# Provided data:
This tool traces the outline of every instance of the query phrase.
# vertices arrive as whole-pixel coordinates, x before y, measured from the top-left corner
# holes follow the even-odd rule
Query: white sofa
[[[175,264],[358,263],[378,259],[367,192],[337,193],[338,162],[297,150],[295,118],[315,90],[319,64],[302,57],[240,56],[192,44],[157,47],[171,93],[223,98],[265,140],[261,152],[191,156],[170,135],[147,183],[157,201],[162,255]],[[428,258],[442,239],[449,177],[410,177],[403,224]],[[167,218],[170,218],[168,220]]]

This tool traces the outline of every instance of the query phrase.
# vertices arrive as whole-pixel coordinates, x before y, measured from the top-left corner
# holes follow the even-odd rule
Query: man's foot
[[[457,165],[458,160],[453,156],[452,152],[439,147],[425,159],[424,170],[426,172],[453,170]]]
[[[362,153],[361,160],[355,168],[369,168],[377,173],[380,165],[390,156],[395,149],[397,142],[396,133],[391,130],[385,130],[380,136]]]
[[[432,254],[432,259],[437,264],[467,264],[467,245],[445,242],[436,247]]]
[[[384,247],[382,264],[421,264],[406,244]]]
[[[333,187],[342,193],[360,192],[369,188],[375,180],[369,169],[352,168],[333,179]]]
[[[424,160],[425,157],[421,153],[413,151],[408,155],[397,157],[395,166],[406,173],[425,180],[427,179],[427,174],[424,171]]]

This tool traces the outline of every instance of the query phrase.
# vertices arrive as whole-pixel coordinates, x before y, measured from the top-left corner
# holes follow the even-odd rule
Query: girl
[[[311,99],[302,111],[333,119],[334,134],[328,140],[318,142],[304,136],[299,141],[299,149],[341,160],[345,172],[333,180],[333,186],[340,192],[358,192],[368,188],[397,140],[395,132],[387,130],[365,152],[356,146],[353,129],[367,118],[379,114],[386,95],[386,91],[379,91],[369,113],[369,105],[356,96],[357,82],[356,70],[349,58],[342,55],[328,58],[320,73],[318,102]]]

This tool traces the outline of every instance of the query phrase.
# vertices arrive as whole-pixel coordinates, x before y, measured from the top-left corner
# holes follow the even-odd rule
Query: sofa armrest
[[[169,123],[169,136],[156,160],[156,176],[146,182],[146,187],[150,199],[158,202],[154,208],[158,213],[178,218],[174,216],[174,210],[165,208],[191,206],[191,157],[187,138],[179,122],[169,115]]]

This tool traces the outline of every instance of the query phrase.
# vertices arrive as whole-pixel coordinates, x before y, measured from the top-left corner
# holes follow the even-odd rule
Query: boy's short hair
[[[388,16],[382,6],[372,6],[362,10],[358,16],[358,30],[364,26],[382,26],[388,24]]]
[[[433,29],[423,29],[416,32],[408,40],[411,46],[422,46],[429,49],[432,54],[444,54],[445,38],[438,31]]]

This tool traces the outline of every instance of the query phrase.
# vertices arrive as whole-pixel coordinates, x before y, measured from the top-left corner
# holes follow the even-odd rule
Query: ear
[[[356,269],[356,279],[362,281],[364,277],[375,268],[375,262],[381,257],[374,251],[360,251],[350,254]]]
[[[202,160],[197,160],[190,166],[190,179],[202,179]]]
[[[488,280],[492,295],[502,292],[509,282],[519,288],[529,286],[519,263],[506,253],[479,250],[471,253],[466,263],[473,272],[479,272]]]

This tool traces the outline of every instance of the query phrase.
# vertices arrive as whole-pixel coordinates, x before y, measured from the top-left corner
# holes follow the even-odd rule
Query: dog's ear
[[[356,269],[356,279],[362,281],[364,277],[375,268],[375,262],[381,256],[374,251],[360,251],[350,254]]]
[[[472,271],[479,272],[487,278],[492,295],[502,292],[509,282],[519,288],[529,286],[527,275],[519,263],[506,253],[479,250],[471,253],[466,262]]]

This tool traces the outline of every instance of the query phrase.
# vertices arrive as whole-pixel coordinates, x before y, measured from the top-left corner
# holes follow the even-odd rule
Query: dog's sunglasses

# Work instructions:
Retype each of the preceding records exactly as printed.

# Written solution:
This tool traces the outline of every instance of the query phrase.
# vertices arrive as whole-pixel coordinates, x before y, measured from the top-left corner
# holes follow the even-odd rule
Query: white sofa
[[[175,264],[358,263],[378,259],[367,192],[337,193],[338,162],[297,150],[295,118],[315,90],[319,64],[302,57],[240,56],[192,44],[157,47],[171,93],[223,98],[265,140],[261,152],[191,156],[170,135],[147,183],[157,201],[162,255]],[[428,258],[442,239],[449,177],[410,177],[403,224]],[[167,218],[170,218],[168,220]]]

This tool traces the outline of every instance of the query phrase.
# vertices arrive as whole-pixel coordinates, x before y, measured from the top-left corner
# holes follow the even-odd rule
Query: man's foot
[[[457,165],[458,160],[453,156],[452,152],[439,147],[425,159],[424,170],[426,172],[453,170]]]
[[[362,153],[361,160],[355,168],[369,168],[377,173],[380,165],[390,156],[395,149],[397,142],[396,133],[391,130],[385,130],[380,136]]]
[[[432,254],[432,259],[437,264],[467,264],[467,245],[445,242],[436,247]]]
[[[384,247],[382,264],[421,264],[406,244]]]
[[[333,187],[342,193],[360,192],[369,188],[375,180],[369,169],[352,168],[333,179]]]
[[[424,160],[425,157],[421,153],[413,151],[408,155],[397,157],[395,166],[406,173],[425,180],[427,179],[427,174],[424,171]]]

This tool traces the outline of every instance of the query phrase.
# vertices arrive as whole-pixel coordinates, x before y, measured from the top-left corner
# holes follow the even-odd rule
Query: girl
[[[311,99],[302,111],[333,119],[334,134],[328,140],[318,142],[304,136],[299,141],[299,149],[341,160],[345,172],[333,180],[333,186],[340,192],[358,192],[368,188],[397,140],[395,132],[387,130],[365,152],[356,146],[353,129],[367,118],[379,114],[386,95],[386,91],[379,91],[369,113],[369,105],[356,96],[357,82],[356,70],[349,58],[342,55],[328,58],[320,73],[318,102]]]

This tool traces the outline of every instance of the query phrase.
# vertices arrive as whole-pixel coordinates, x before y, measured from the top-left corner
# holes follow the even-odd rule
Query: sofa armrest
[[[169,123],[169,136],[156,160],[156,176],[146,182],[146,187],[150,199],[158,202],[154,208],[158,213],[178,218],[174,216],[174,210],[165,208],[191,206],[191,157],[187,138],[179,122],[169,115]]]

This tool traces the outline of every instance of the query phrase.
# vertices arrive as whole-pixel coordinates, x before y, measured from the top-left corner
# holes follow the even-odd rule
Query: boy's short hair
[[[388,16],[382,6],[372,6],[362,10],[358,16],[358,30],[364,26],[382,26],[388,24]]]
[[[433,29],[423,29],[416,32],[408,40],[411,46],[422,46],[429,49],[432,54],[444,54],[445,38],[438,31]]]

This tool traces the outline of every instance of the query phrase.
# vertices arrive as whole-pixel coordinates, x before y, measured from the top-left corner
# holes follow the even-odd rule
Query: ear
[[[356,269],[356,279],[362,281],[364,277],[375,268],[375,262],[381,257],[374,251],[360,251],[350,254]]]
[[[202,160],[197,160],[190,166],[190,179],[202,179]]]
[[[488,280],[492,295],[502,292],[509,282],[519,288],[529,286],[519,263],[506,253],[479,250],[471,253],[466,263],[473,272],[479,272]]]

This tool traces the outline of every instance of the query phrase.
# vertices arrive as whole-pixel coordinates, x before y, measured from the top-left corner
# holes follow the even-odd rule
Query: dog's ear
[[[356,269],[356,279],[362,281],[364,277],[375,268],[375,262],[381,256],[374,251],[360,251],[350,254]]]
[[[472,271],[479,272],[487,278],[492,295],[502,292],[509,282],[519,288],[529,286],[527,275],[519,263],[506,253],[479,250],[471,253],[466,262]]]

This tool traces the outline of every instance of the query phrase.
# vertices arrive as whole-pixel coordinates, x before y, measured from the top-left corner
# holes follow the even-odd rule
Query: dog's sunglasses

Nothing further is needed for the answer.